**Set exercise:** Please count the lines in the items below that contain the word "hazy", and give only that number.

**Records contained in a dataset:**

☆ ☆ ☆ ☆ ☆

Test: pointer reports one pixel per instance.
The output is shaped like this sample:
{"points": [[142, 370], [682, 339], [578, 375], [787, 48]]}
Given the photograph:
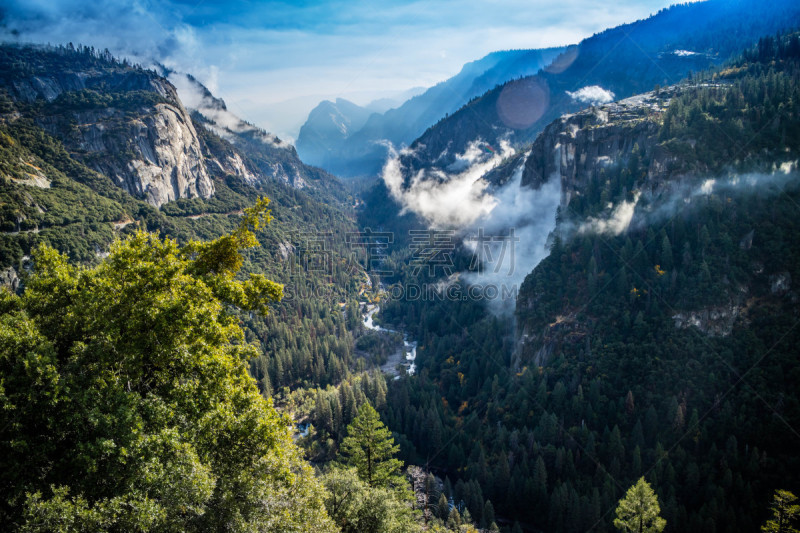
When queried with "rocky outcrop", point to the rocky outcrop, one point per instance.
{"points": [[714, 321], [576, 147], [167, 162], [125, 122]]}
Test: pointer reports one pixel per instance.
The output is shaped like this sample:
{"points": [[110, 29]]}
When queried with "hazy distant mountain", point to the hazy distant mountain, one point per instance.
{"points": [[331, 139], [327, 128], [614, 64]]}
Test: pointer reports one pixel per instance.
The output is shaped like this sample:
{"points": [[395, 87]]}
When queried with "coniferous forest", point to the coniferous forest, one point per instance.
{"points": [[200, 332]]}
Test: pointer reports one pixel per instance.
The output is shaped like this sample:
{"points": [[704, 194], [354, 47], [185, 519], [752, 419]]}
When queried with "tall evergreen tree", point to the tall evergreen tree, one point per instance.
{"points": [[369, 447], [638, 511]]}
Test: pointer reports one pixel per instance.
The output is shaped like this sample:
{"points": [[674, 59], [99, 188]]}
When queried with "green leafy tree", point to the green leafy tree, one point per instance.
{"points": [[125, 402], [355, 507], [370, 448], [785, 512], [638, 511]]}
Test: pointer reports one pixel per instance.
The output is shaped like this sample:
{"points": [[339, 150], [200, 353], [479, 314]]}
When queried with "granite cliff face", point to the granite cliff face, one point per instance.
{"points": [[576, 147], [124, 122], [130, 124]]}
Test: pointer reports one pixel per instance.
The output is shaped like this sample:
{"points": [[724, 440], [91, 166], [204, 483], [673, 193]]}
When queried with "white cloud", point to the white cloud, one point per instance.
{"points": [[592, 94], [452, 198], [616, 222]]}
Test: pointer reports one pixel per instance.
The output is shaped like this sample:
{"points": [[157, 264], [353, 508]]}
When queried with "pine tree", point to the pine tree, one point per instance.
{"points": [[785, 512], [638, 511], [370, 447]]}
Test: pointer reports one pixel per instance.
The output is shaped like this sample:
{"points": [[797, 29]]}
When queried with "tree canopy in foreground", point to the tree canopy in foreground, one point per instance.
{"points": [[125, 402]]}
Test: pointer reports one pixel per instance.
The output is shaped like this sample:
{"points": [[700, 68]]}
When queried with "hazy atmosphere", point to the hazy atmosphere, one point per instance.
{"points": [[274, 61]]}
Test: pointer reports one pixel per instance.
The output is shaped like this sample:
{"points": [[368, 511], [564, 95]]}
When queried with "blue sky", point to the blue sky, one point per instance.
{"points": [[273, 61]]}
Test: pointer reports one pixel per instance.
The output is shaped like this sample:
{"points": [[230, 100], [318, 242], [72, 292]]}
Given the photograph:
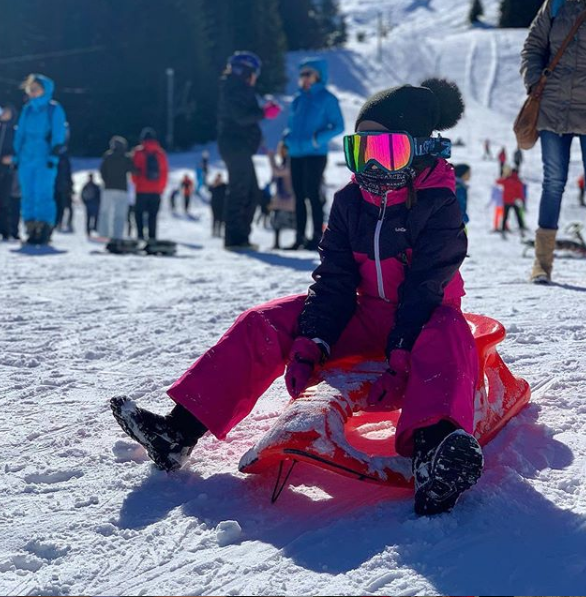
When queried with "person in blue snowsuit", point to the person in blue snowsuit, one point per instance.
{"points": [[315, 119], [39, 140]]}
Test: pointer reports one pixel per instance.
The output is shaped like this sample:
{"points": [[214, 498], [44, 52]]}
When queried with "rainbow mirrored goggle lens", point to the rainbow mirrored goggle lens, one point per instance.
{"points": [[390, 151]]}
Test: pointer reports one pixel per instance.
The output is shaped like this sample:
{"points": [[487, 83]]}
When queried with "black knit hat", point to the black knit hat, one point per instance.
{"points": [[436, 105]]}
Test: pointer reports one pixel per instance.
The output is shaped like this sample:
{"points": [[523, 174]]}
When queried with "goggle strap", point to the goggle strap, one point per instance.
{"points": [[433, 146]]}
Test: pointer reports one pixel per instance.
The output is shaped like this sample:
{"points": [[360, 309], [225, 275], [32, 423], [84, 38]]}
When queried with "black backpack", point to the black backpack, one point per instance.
{"points": [[153, 170]]}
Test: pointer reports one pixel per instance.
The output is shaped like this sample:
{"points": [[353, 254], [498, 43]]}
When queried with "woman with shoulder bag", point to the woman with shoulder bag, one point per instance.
{"points": [[554, 71]]}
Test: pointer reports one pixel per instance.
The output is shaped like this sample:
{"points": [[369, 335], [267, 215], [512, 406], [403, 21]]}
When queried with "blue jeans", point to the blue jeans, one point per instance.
{"points": [[556, 161]]}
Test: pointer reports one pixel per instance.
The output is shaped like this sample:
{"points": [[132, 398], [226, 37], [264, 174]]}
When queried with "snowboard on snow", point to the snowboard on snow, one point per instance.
{"points": [[135, 247]]}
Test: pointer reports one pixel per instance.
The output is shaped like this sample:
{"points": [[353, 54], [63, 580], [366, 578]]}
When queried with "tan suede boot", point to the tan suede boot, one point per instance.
{"points": [[544, 248]]}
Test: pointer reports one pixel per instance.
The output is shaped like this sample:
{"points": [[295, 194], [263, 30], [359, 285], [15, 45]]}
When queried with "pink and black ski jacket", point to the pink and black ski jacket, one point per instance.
{"points": [[376, 247]]}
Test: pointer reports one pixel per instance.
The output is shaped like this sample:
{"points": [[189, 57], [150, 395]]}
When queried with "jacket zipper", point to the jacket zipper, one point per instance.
{"points": [[2, 137], [377, 258]]}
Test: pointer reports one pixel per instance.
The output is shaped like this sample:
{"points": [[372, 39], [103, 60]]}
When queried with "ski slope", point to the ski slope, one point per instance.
{"points": [[84, 513]]}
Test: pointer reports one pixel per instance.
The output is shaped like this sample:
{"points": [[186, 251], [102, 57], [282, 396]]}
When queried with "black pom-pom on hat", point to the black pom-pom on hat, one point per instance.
{"points": [[450, 101], [436, 105]]}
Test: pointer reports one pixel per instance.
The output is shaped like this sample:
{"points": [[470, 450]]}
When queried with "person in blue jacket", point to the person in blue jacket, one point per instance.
{"points": [[463, 174], [40, 138], [315, 119]]}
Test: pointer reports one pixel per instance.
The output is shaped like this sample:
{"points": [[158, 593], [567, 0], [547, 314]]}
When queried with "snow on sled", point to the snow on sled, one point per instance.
{"points": [[573, 244], [329, 426]]}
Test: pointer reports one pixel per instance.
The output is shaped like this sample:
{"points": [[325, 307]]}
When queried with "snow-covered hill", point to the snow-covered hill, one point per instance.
{"points": [[83, 513]]}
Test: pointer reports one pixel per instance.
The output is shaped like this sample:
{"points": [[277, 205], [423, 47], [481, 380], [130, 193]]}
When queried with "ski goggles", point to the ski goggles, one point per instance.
{"points": [[392, 152]]}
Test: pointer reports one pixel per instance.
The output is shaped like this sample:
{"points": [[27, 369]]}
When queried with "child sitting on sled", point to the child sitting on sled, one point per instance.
{"points": [[388, 285]]}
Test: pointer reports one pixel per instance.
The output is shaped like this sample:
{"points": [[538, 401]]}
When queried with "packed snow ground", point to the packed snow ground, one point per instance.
{"points": [[84, 513]]}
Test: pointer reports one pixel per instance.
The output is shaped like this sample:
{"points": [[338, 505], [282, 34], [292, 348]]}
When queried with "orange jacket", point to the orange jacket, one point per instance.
{"points": [[139, 177], [513, 189]]}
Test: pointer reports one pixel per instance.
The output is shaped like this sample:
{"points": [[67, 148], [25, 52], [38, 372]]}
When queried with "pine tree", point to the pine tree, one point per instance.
{"points": [[476, 11], [331, 22], [519, 13]]}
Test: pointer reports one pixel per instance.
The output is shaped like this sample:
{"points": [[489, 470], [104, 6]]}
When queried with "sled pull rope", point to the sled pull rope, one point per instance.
{"points": [[280, 486]]}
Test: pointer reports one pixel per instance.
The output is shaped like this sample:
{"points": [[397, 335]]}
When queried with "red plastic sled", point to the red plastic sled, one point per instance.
{"points": [[329, 426]]}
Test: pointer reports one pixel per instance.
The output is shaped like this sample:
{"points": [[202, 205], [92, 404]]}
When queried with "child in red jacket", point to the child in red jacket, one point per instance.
{"points": [[388, 286], [514, 199], [151, 171]]}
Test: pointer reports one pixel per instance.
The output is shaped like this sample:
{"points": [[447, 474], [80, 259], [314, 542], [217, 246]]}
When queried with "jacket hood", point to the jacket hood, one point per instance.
{"points": [[118, 144], [151, 144], [48, 86], [14, 114], [319, 65]]}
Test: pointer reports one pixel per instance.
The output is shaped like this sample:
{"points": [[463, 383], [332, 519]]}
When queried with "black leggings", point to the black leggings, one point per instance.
{"points": [[147, 204], [307, 174], [518, 213]]}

☆ ☆ ☆ ☆ ☆

**Solution for this exercise:** 2